**Task brief**
Quote all lines below exactly. Images stay out.

**Dataset rows**
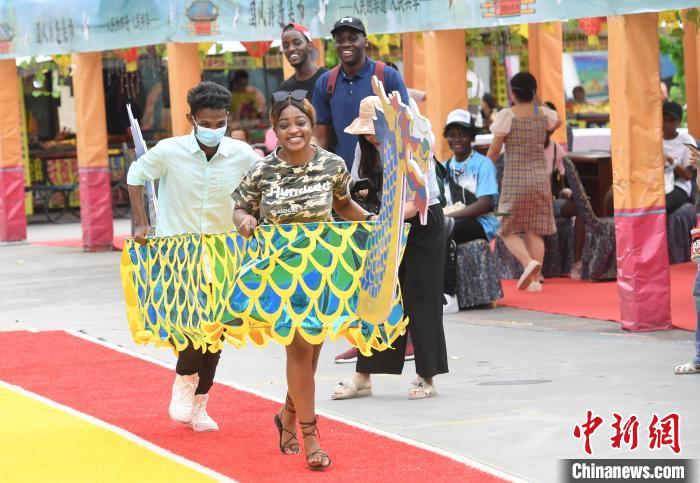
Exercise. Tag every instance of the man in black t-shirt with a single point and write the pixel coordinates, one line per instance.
(297, 48)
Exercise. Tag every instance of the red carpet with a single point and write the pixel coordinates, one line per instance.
(133, 394)
(78, 243)
(600, 300)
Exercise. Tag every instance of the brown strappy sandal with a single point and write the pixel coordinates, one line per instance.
(314, 432)
(292, 443)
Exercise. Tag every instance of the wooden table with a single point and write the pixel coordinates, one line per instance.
(595, 170)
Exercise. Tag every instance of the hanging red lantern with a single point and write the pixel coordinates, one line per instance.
(591, 26)
(257, 49)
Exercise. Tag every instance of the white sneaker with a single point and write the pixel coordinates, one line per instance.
(182, 401)
(201, 421)
(451, 306)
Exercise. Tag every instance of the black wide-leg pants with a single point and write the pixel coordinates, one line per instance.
(421, 279)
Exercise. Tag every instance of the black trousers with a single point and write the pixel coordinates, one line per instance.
(463, 231)
(675, 199)
(192, 361)
(420, 276)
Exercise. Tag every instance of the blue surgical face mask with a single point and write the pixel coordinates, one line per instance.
(207, 136)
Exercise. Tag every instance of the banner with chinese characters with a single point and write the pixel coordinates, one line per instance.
(45, 27)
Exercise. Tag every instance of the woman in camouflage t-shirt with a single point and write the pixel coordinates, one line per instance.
(298, 183)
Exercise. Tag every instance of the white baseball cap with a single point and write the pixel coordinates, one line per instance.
(463, 118)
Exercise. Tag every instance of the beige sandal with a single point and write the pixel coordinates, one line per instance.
(347, 389)
(421, 389)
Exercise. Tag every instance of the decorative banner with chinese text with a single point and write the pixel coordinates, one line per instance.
(47, 27)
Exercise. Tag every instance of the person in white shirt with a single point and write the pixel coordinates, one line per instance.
(197, 174)
(677, 177)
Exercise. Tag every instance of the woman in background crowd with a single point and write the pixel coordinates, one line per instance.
(525, 188)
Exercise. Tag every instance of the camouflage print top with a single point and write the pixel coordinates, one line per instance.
(278, 192)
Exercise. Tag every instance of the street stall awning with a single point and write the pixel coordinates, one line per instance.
(35, 27)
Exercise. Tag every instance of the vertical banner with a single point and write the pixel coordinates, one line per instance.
(184, 72)
(638, 181)
(545, 49)
(691, 51)
(446, 86)
(93, 160)
(13, 219)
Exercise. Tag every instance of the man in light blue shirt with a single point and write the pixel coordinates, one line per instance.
(197, 174)
(471, 189)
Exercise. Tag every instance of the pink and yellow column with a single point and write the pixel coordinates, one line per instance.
(638, 182)
(13, 220)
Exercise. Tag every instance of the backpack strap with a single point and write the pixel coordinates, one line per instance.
(379, 67)
(332, 80)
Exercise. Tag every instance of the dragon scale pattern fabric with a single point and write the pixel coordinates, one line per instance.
(210, 289)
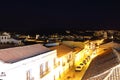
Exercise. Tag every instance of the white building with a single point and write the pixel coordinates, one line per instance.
(33, 62)
(65, 59)
(6, 38)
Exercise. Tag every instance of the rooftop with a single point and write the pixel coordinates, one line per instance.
(15, 54)
(101, 63)
(62, 50)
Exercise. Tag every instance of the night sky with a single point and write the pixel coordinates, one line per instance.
(43, 16)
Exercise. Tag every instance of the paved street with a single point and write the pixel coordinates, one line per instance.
(72, 75)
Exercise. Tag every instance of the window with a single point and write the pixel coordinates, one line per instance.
(46, 66)
(41, 70)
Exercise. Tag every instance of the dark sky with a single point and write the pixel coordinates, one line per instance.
(43, 16)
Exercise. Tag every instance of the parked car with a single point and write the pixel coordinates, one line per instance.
(85, 62)
(79, 67)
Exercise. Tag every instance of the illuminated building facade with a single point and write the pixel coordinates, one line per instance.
(33, 62)
(65, 59)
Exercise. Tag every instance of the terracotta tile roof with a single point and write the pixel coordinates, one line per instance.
(101, 64)
(15, 54)
(62, 50)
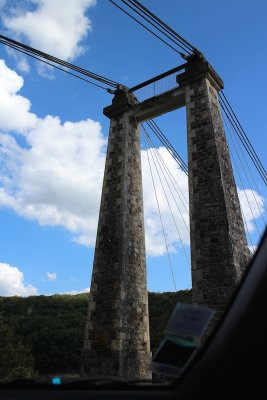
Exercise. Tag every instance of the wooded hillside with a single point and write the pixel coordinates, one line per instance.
(53, 326)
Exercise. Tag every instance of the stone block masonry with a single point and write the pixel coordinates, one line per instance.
(219, 251)
(116, 340)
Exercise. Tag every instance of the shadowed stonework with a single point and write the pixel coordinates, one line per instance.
(219, 249)
(117, 328)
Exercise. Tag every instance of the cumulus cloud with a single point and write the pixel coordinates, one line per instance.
(175, 222)
(73, 292)
(51, 276)
(56, 27)
(12, 282)
(54, 176)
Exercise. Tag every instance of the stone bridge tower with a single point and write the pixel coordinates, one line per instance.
(117, 327)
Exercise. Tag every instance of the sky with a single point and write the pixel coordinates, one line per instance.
(53, 134)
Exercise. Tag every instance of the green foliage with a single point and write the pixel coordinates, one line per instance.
(53, 328)
(16, 360)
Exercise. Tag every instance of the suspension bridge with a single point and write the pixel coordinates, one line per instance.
(117, 328)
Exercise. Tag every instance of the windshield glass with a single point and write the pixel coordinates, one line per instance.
(128, 192)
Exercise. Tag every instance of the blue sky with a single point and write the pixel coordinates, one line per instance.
(53, 133)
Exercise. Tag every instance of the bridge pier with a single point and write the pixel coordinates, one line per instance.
(116, 340)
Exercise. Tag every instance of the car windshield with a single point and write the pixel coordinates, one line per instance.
(130, 208)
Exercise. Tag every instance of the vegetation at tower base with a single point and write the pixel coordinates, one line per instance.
(16, 360)
(50, 330)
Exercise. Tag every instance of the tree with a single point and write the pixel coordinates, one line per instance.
(16, 360)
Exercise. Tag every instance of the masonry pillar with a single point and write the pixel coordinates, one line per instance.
(117, 328)
(219, 249)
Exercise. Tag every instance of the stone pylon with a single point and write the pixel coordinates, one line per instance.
(219, 251)
(116, 342)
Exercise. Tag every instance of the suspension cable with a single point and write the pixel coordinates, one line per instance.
(161, 220)
(55, 66)
(7, 41)
(246, 143)
(155, 157)
(176, 187)
(166, 197)
(244, 170)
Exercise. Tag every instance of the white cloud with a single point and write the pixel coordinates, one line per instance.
(12, 282)
(252, 205)
(23, 65)
(55, 27)
(73, 292)
(51, 276)
(177, 233)
(10, 84)
(253, 248)
(55, 176)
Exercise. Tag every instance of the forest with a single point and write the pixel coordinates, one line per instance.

**Result for this exercise**
Exercise. Tag every instance of the man in black t-shirt with a single point and write the pixel coordinates, one line per instance.
(297, 48)
Exercise. Tag every instance of the red carpet with a single point and write the pixel coordinates, one line per instance.
(133, 394)
(78, 243)
(600, 300)
Exercise. Tag every instance of the brown strappy sandal with a single point and write the pixel coordinates, one line per instance.
(314, 432)
(292, 443)
Exercise. Tag every instance of the wooden table with a single point and write the pixel coordinates, one line per instance.
(595, 170)
Exercise. Tag every instance of the hanging red lantern with a single point and write the pixel coordinates, one line per instance.
(591, 26)
(257, 49)
Exercise. Tag every instance of the white sneaker with a single point and write the pixel coordinates, one line per instance.
(182, 401)
(201, 421)
(451, 306)
Exercise. Tag every instance of the black wide-leg pants with a single point and write the pixel coordinates, one line per instance.
(421, 279)
Exercise. Tag every instance of the black trousers with a single point and write the pixel coordinates, one line per instance.
(463, 231)
(675, 199)
(192, 361)
(420, 276)
Exercise. Tag every instance of the blue surgical face mask with a single point and write the pixel coordinates, one line per instance.
(207, 136)
Exercise. Tag every instance of the banner with chinese characters with a single point and write the pixel coordinates, one line per instance.
(45, 27)
Exercise. Tag every instance of the woman in camouflage t-shirt with a single point and write the pixel coordinates, one line per instance.
(298, 183)
Exercise. Tag every instance of the white baseball cap with a single point and write the pixel coordinates, one line per instance.
(463, 118)
Exercise. Tag every instance of the beige sandal with a single point and write the pixel coordinates, one line per instance.
(347, 389)
(421, 389)
Exercise. Tag every instance of the decorative banner with chinese text with a single point and write the pixel coordinates, one line per instance.
(47, 27)
Exercise. Tag every instance of the person in white shirt with a single point and write the pixel coordinates, one line per instance.
(197, 174)
(677, 177)
Exercise. Tag every instance of the woman in background crowd with a single point and write the pixel coordinates, one line per instance.
(525, 188)
Exercise. Tag every instance of the camouflage print top with a single point and write the pixel coordinates, one line per instance.
(278, 192)
Exercise. Tag every instance of the street stall awning with a single point and write the pixel coordinates, one line per instance.
(35, 27)
Exercise. Tag every instance of the vertical banner with a single point and write the pixel coordinates, one line per instance.
(184, 72)
(638, 181)
(545, 49)
(691, 51)
(446, 86)
(93, 160)
(13, 219)
Exercise. Tag every instance of the man in light blue shirt with a single point and write the pixel coordinates, one line per instance.
(197, 174)
(471, 189)
Exercise. Tag every instance of the pink and yellow column with a single point and write the pixel coordinates, one line per instance.
(638, 182)
(13, 220)
Exercise. Tag every instance of the backpack strap with a single point and write the pixel coordinates, one line per instance.
(379, 67)
(332, 80)
Exercise. Tag every instance of the dragon scale pattern fabric with a single point and write the pixel coordinates, one line per instance.
(210, 289)
Exercise. Tag every instance of the white building with a single point and write the pixel coordinates, one line per instance.
(33, 62)
(65, 59)
(6, 38)
Exercise. Tag every instance of the rooftop with a single point and write the pixel coordinates, one line per instance.
(15, 54)
(101, 63)
(62, 50)
Exercise. Tag every instance of the night sky with a single point and write the pixel coordinates, one line per instance.
(43, 16)
Exercise. Tag every instance of the paved street with a single point and write the pixel coordinates, one line per instance.
(72, 75)
Exercise. Tag every instance of the window with a single point and write the pixel coordinates, one line per instance.
(46, 66)
(41, 70)
Exercise. Tag every instance of the dark sky with a single point and write the pixel coordinates, one line per instance.
(43, 16)
Exercise. Tag every instance of the parked car with a single point and write the pixel coordinates, one line per instance.
(85, 62)
(79, 67)
Exercise. Tag every instance of the illuminated building facade with a single point and write the pixel coordinates, one line per instance.
(33, 62)
(65, 59)
Exercise. Tag every instance of the terracotta tile roof with a single point and write the pixel coordinates, one line per instance.
(101, 64)
(15, 54)
(62, 50)
Exercise. Tag every instance of the wooded hillside with a single point and write the pixel coordinates, one line per instance.
(53, 326)
Exercise. Tag every instance of the stone block masonry with a single point and write the pixel coordinates, one line per instance.
(219, 251)
(116, 340)
Exercise. Tag every instance of the shadowed stonework with a single point and write the pixel coordinates, one line per instance.
(219, 249)
(117, 328)
Exercise. Tag every instance of the cumulus cloud with a single point and write the pixel coordinates, one line per instance.
(175, 222)
(73, 292)
(51, 276)
(56, 27)
(12, 282)
(54, 176)
Exercise. Tag every instance of the stone bridge tower with a single point and write the pixel coordinates, one line per instance.
(117, 327)
Exercise. Tag every instance of the sky with a single point and write the pixel coordinates, one line per instance.
(53, 134)
Exercise. Tag every instance of the green foliage with a single point and write the pixel coordinates, one line per instance.
(53, 328)
(16, 360)
Exercise. Tag every instance of the suspension bridge with a single point and write the pixel coordinates, one line per instance.
(117, 328)
Exercise. Tag every instance of the windshield glass with a single point and write the pixel coordinates, one line per instance.
(128, 192)
Exercise. Tag every instance of the blue sky with a single point and write the pixel coordinates, one line per instance.
(53, 133)
Exercise. Tag every instance of the bridge pier with a single point and write the pixel coordinates, one line per instance.
(116, 340)
Exercise. Tag every instance of the car windshield with a single point and write the pixel coordinates, one line per instance.
(130, 208)
Exercise. Tag every instance of the vegetation at tower base with a single point and write the pixel coordinates, one line per instance.
(16, 360)
(50, 330)
Exercise. Tag every instance of the tree with a single point and write the pixel coordinates, one line per instance.
(16, 360)
Exercise. Tag every instance of the masonry pillar with a single point and write the pixel coordinates, one line per instance.
(117, 328)
(219, 249)
Exercise. Tag every instance of the stone pylon with a single point and write the pixel coordinates, one line per instance.
(219, 251)
(116, 342)
Exercise. Tag every instance of the suspension cable with a single point and write the pixel coordinates, one line per instance.
(161, 220)
(55, 66)
(7, 41)
(246, 143)
(155, 157)
(176, 187)
(166, 197)
(244, 170)
Exercise. Tag every instance of the white cloud with a single point and write the pixel coordinates, one line per instance.
(12, 282)
(252, 205)
(23, 65)
(55, 27)
(73, 292)
(51, 276)
(177, 233)
(10, 84)
(253, 248)
(55, 176)
Exercise. Tag every instance of the forest with a single point and write the pixel coordinates, one line per instance.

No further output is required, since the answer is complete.